TEXT SHOWN:
A few weeks after the wedding, I received by post one of those photo card things you can get done up at Boots or Snappy Snaps.  It was a picture of the happy couple on their big day, and it was just lovely.  On the white bit that around Christmastime says, "Happy Christmas!" like, it said, "We're Married!"  There were little bells and birdies and ribbons and it was all very naff. 

The problem is thus:  The things are bloody pointless.  If they sent one out to everyone who merited an invitation, they're redundant (and there were quite a lot of us).  If they sent one out to folks who *didn't* merit an invitation, it's just plain rude!  "Very sorry we didn't invite you to our wedding, but so's you know, we had one!  And it was BRILLIANT!  Shame you missed out.  Cheers!"

I brought it up to my Mum who agreed with me, but besides that thought it wise to bite my tongue.  Blimey.

Invitations1010-07


Last summer a sorority sister of mine (N) wed her long time boyfriend (J), a friend of mine as well as fraternity brother to my boyfriend.  Had N been marrying anyone else we wouldn't have expected to be invited, same with J, so I don't blame them for not sending us an invitation.  Since J and N had met at college, they decided to get married there.  A week before the wedding they returned to the college town and proceeded to invite all their college friends by word of mouth.  My BF and I had graduated and moved away from the college town so we didn't hear about the wedding.   The Thursday before the wedding, several of our mutual friends away messages and Facebook message mentioned the wedding and hanging out with the couple.  I e-mailed an invited friend to ask him to send my well wishes on to the couple and in return I received a "pity invite" from J.  Had this invite come more then two days before the wedding I wouldn't have minded, I might have even attended, but I was unable to make travel arrangements and my boyfriend couldn't get time off, so we didn't go.  I e-mail J to thank him for the invite and send our regrets.  Since then, we have said nothing about the "pity invite," but our relationship with N and J has never been the same.  If you can't invite everyone, make sure your guests know so uninvited people don't accidentally find out and don't extend a "pity invite."

Invitations1015-07


This past year, my boyfriend received word that his friend "Charlotte" from college was going to be married this summer. My BF is thrilled for his friend and happy to attend her wedding, although his ex-girlfriend, "Sarah," will be the MOH. My boyfriend is not one to speak much of past relationships, but as I would be meeting Sarah at the wedding, he was obliged to fill me in a little. From what I heard, she's a vicious tempered drama queen who put my BF through hell. I understand there is two sides to every story, but considering in the year I've known him, he's been such a sweet, even tempered guy and he says their screaming matches nearly got them kicked out of the apartment they shared. No matter what, they were clearly ill suited and brought out the worst in each other.

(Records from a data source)
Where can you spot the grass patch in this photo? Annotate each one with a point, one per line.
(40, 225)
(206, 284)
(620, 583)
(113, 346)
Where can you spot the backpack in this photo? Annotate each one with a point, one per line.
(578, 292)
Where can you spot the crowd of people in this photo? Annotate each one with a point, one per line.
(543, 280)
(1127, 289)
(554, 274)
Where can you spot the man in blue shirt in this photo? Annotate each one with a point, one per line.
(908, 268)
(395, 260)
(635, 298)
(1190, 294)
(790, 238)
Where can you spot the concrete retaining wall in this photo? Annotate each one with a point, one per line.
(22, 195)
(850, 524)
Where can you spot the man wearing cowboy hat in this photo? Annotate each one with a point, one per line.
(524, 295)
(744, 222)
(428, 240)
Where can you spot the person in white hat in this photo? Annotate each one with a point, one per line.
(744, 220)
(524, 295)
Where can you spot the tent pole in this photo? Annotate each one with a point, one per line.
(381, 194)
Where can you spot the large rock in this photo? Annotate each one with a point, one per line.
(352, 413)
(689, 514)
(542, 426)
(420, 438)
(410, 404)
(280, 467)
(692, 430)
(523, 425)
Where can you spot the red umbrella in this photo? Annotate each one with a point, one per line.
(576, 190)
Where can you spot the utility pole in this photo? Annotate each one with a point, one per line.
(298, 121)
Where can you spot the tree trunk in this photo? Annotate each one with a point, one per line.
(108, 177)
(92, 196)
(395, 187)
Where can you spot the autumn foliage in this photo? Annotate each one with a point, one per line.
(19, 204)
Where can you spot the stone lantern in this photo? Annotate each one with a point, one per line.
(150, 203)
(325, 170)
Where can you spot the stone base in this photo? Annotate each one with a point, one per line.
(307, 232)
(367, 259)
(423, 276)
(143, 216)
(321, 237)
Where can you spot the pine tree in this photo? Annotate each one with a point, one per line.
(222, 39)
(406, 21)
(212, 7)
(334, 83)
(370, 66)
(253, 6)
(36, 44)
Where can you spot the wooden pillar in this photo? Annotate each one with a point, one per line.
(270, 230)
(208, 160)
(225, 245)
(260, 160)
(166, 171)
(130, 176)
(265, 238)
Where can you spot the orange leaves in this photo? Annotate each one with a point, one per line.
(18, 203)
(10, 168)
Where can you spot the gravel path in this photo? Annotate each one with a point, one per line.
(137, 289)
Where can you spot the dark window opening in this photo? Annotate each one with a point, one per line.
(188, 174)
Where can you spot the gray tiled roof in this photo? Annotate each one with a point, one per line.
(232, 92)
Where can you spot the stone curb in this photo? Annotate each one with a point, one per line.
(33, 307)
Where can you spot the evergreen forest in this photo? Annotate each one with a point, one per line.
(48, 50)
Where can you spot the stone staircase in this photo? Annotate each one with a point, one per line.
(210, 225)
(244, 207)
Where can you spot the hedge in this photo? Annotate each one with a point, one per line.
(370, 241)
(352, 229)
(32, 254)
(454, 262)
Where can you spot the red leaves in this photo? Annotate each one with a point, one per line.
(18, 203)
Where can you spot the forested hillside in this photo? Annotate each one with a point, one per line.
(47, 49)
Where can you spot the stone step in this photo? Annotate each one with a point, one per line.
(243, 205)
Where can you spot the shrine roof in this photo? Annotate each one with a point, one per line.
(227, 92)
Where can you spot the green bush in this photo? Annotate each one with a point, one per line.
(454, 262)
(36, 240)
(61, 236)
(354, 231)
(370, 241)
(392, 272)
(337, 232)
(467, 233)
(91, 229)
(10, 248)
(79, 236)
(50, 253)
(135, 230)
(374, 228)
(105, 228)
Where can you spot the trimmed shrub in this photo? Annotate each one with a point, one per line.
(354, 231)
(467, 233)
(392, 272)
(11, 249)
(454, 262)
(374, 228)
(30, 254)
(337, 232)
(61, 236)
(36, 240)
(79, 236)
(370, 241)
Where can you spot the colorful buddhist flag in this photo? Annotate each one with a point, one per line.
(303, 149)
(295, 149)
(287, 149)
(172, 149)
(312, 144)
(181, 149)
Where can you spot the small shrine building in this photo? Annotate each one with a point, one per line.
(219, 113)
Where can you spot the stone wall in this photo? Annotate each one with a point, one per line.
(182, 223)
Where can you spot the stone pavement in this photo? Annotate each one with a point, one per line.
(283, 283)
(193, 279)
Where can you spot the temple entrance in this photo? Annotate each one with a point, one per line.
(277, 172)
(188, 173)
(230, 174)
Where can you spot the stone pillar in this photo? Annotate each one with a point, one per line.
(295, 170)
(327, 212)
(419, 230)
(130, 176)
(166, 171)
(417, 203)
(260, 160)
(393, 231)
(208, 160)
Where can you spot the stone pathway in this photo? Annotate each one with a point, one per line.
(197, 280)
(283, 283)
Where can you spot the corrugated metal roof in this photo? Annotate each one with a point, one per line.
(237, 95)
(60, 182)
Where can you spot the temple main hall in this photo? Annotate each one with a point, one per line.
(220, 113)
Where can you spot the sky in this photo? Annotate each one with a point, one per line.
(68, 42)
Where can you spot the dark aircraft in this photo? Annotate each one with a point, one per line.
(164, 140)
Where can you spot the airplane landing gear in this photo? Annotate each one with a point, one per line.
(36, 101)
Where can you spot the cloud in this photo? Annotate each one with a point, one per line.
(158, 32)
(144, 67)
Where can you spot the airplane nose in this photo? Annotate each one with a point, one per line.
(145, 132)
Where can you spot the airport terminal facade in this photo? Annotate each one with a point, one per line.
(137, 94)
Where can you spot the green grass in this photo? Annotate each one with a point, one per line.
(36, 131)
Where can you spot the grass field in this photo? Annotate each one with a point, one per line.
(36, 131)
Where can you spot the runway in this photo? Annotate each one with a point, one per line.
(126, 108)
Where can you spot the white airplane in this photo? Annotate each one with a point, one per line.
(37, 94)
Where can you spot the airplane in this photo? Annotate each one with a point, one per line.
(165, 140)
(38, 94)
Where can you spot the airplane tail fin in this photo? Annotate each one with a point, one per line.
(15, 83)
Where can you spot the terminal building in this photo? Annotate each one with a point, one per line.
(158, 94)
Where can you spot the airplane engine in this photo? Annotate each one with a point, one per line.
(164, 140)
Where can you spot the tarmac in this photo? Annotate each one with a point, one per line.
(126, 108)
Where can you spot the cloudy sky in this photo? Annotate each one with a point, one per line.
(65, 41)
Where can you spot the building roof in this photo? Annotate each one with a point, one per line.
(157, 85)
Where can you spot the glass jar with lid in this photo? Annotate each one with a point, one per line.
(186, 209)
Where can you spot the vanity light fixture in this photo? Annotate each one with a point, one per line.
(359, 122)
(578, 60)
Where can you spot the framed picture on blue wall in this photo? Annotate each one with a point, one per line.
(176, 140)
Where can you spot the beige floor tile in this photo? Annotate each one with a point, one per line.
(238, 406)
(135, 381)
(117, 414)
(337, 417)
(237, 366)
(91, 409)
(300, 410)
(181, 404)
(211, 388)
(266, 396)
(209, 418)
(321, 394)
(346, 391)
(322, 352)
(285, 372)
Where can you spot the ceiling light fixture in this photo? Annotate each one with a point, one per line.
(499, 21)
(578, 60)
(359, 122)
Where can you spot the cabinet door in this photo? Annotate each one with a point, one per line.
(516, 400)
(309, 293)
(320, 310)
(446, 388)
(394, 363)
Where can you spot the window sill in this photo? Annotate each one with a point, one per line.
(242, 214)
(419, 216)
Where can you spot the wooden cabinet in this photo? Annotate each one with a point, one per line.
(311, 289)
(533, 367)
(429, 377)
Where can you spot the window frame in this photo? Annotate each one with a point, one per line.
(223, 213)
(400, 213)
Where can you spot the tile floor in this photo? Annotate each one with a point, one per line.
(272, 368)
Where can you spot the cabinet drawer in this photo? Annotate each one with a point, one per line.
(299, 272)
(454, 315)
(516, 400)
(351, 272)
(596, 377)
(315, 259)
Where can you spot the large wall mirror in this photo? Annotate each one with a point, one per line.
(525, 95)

AIM OF THE EXERCISE: Write out the passage of the wedding stories text from "The problem is" to "my tongue.  Blimey.", word for word.

RESULT FOR THIS TASK:
The problem is thus:  The things are bloody pointless.  If they sent one out to everyone who merited an invitation, they're redundant (and there were quite a lot of us).  If they sent one out to folks who *didn't* merit an invitation, it's just plain rude!  "Very sorry we didn't invite you to our wedding, but so's you know, we had one!  And it was BRILLIANT!  Shame you missed out.  Cheers!"

I brought it up to my Mum who agreed with me, but besides that thought it wise to bite my tongue.  Blimey.